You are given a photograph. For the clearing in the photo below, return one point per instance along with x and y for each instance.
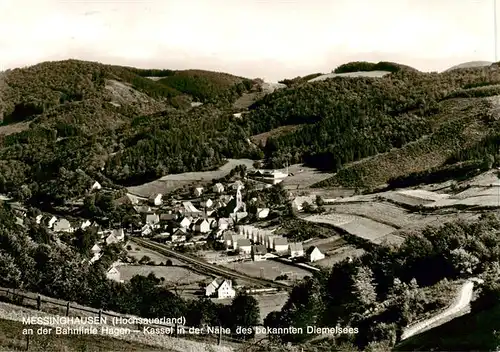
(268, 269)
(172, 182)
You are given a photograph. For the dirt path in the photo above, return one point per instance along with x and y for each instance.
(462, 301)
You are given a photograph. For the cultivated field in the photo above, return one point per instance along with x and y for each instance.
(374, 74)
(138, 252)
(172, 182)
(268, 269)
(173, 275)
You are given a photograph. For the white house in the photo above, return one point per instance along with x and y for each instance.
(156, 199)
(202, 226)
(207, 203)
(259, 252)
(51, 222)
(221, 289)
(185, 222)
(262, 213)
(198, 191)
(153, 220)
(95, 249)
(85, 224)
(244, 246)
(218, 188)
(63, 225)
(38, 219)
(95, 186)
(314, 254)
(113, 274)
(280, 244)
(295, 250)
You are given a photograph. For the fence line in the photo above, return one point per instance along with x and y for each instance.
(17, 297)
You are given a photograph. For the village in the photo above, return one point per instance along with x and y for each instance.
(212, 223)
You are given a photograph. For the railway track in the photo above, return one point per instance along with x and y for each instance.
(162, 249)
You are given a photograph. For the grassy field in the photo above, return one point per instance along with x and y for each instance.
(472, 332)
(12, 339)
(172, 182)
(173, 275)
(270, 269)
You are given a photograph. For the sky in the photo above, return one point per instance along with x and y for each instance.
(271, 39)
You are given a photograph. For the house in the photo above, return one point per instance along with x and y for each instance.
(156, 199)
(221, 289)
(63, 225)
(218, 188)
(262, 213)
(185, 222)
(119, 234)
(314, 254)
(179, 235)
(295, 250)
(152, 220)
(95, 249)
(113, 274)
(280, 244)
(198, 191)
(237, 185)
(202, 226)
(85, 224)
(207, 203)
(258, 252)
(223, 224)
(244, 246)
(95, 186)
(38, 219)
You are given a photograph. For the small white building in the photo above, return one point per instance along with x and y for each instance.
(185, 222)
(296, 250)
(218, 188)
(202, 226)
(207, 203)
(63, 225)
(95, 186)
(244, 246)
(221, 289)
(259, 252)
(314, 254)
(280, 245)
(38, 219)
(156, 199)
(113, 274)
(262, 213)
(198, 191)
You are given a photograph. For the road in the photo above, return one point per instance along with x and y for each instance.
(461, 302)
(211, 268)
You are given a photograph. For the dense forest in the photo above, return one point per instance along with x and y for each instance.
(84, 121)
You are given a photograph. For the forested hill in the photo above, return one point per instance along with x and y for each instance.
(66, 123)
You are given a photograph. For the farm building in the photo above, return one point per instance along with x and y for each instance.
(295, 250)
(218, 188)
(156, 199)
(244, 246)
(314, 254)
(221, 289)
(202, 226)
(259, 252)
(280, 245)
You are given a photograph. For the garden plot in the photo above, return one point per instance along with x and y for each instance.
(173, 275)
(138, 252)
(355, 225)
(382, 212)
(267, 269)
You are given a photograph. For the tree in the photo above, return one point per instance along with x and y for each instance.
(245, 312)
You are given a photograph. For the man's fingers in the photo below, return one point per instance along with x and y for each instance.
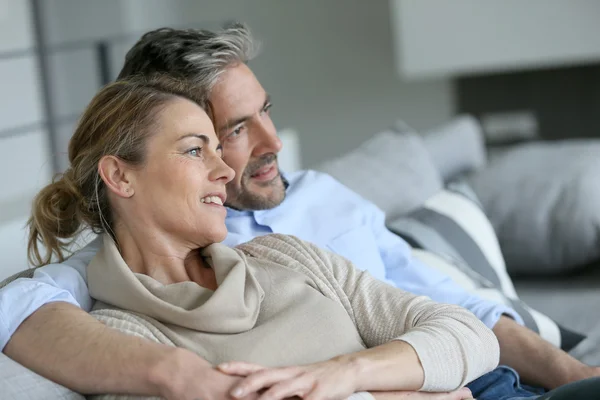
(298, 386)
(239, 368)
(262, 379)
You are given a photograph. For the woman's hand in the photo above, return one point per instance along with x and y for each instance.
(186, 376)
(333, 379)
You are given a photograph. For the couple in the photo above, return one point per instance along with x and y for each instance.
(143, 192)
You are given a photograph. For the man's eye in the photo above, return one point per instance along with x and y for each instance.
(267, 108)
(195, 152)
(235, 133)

========

Write out the material above once more, exactly as it reads, with no pictures.

You are given a photograph. For the clearing in the photo below, return one point per instance along with x and y for each instance.
(268, 269)
(172, 182)
You are given a photograph. For the dirt path in the photo above, return one point per instance along with x and y for each instance.
(462, 301)
You are given a photograph. For the cultivated field in the photo above, return one point per instance along with x and y for each instance.
(374, 74)
(138, 252)
(172, 182)
(268, 269)
(173, 275)
You are given a photograph. For the white house in the photo above, return one point per instance along with x and y for each instance.
(156, 199)
(202, 226)
(207, 203)
(259, 252)
(51, 222)
(221, 289)
(185, 222)
(262, 213)
(198, 191)
(153, 220)
(95, 249)
(85, 224)
(244, 246)
(218, 188)
(63, 225)
(38, 219)
(95, 186)
(314, 254)
(113, 274)
(280, 244)
(295, 250)
You are given a photograph. For the fence line in the photo above, return one point per instance along with x and y for each instance.
(17, 297)
You are given a photograph. For the village in the photo above, return one point per instance along with x and y for each instance.
(212, 223)
You are given a photograph. For the railway track in the photo above, return one point per instance along with x and y for each instance.
(162, 249)
You are given a photograph. For the grassy field in the photo above, return one point per instance along with x and y for each instance.
(472, 332)
(12, 339)
(172, 182)
(173, 275)
(270, 269)
You are given a photograph. For the sky in the photo above, return one point per instance along with x and y for each instance.
(271, 39)
You are given a photograph. For the house in the photo above, return one point per instance along with x and y for each instance.
(156, 199)
(221, 289)
(63, 225)
(218, 188)
(262, 213)
(185, 222)
(119, 234)
(314, 254)
(179, 235)
(295, 250)
(152, 220)
(95, 249)
(113, 274)
(280, 244)
(198, 191)
(237, 185)
(202, 226)
(85, 224)
(207, 203)
(258, 252)
(223, 224)
(244, 246)
(95, 186)
(38, 219)
You are given a photograph. For the small white building in the photo above, return one point per instance along with x and y for each instance.
(185, 222)
(296, 250)
(218, 188)
(202, 226)
(207, 203)
(63, 225)
(95, 186)
(244, 246)
(221, 289)
(259, 252)
(314, 254)
(280, 245)
(38, 219)
(156, 199)
(113, 274)
(262, 213)
(198, 191)
You are given a photograph. For the road in the photo above, return one point per instance along with x and y for each instance.
(461, 302)
(211, 268)
You are given a photograph. For the dense forest in the photo above, return one point per instance along with x and y for each instance.
(84, 121)
You are given a photograph. For the forested hill in the photo above, return one point per instance along with x and y for each instance.
(66, 123)
You are given a photograph. For the farm building in the photo above, return one point per instance along with x and y for each instance.
(295, 250)
(218, 188)
(156, 199)
(244, 246)
(314, 254)
(221, 289)
(202, 226)
(259, 252)
(280, 245)
You are given a photograph. For the garden plot in the photo above, return one point per instance along with x and y for each instance.
(173, 275)
(138, 252)
(355, 225)
(382, 212)
(267, 269)
You are given a photograph. For the tree in the photo above, return one point per instance along with x and y for each instance.
(245, 312)
You are given a photograph. For the man's fingers in the photo below, return one point per instance along with x and y for each instance.
(298, 386)
(239, 368)
(262, 379)
You are given a photograph. For the woman's hand in the photo above, return one point per instance along with x and y for each instance.
(186, 376)
(333, 379)
You are given a photograph. For the couple in the photo above, return one point per instance along with x and y for each instance.
(143, 192)
You are given a photograph. For the man's eye in the photo above, return one point per instance along with x and y for each instance.
(267, 108)
(195, 152)
(235, 133)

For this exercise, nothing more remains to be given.